= Problem description =
Restate the records below word for word, leaving nothing out.
== == ==
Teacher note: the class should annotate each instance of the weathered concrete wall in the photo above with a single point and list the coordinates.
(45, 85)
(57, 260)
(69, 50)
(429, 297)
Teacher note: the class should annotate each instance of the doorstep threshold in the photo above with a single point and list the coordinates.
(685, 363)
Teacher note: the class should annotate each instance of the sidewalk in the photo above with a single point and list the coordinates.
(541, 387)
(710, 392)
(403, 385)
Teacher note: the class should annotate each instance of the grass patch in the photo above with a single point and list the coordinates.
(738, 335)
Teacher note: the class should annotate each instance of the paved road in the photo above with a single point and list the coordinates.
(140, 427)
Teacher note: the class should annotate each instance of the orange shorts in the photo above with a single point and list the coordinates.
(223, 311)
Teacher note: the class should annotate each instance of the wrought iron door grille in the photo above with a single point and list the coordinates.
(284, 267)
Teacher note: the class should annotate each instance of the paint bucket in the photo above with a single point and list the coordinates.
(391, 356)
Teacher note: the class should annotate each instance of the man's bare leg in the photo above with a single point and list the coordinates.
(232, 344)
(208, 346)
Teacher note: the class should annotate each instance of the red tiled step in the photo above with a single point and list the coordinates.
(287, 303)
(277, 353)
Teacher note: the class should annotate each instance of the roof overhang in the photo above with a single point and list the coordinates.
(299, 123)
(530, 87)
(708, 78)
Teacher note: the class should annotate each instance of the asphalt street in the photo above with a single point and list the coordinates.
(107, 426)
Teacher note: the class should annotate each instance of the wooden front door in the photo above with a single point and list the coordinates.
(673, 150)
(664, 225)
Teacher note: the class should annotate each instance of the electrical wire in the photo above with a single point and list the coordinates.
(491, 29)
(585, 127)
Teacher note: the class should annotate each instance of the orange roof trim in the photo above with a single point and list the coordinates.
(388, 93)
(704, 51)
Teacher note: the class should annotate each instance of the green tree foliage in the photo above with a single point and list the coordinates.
== == ==
= Reply =
Teacher note: the class should annotate each instance of the weathered concrete wall in the photo above with a single point and list the coordinates.
(45, 85)
(57, 260)
(69, 50)
(429, 297)
Teacher note: the class should annotate each instance of the doorstep threshold in the photo above with a single point and list the coordinates.
(685, 363)
Teacher note: the class should annotate each instance of the sidewalk in the photo above with a single point and list the coordinates.
(541, 387)
(710, 392)
(403, 385)
Teacher note: the class should annotate each instance of the grass patch in the photo above with a single point and list the coordinates.
(738, 335)
Teacher note: the class should annotate each instance of the paved road in the photo above with a single point and list the coordinates.
(140, 427)
Teacher note: the class should annotate each instance of the orange shorts in the photo above with a single point and list the coordinates.
(223, 311)
Teacher note: the class should annotate each instance of the wrought iron door grille in the photo above with a single point and list the coordinates.
(284, 267)
Teacher note: the class should annotate each instance of the paint bucket in the photo above with a single point and list the coordinates.
(391, 356)
Teacher note: the class should annotate each instance of the man's bare leg in the photo above with a single point and list the coordinates.
(232, 344)
(208, 346)
Teacher note: the class should annotate each instance of the red tiled step in the photo above with a single point and list the coordinates.
(287, 303)
(277, 353)
Teacher note: the class should annotate each instance of the roof overhang in the photo above with a single point and list the coordinates.
(299, 123)
(530, 87)
(708, 78)
Teacher note: the class should annotate each instance of the asphalt street in the photo above with a single point and list the coordinates.
(107, 426)
Teacher note: the class should annotate each instance of the wooden front door in the photo above with a single point and list the coordinates.
(673, 150)
(664, 225)
Teacher note: the class should annotate each instance of the electrical wire in the photo above with a single point and list the coordinates.
(491, 29)
(585, 127)
Teacher note: the class should annotate each instance of the orange roof trim in the photo above with a single point and list the coordinates.
(388, 93)
(704, 51)
Teacher note: the class should annotate each instance of the green tree foliage in the photo above with a single point and list the coordinates.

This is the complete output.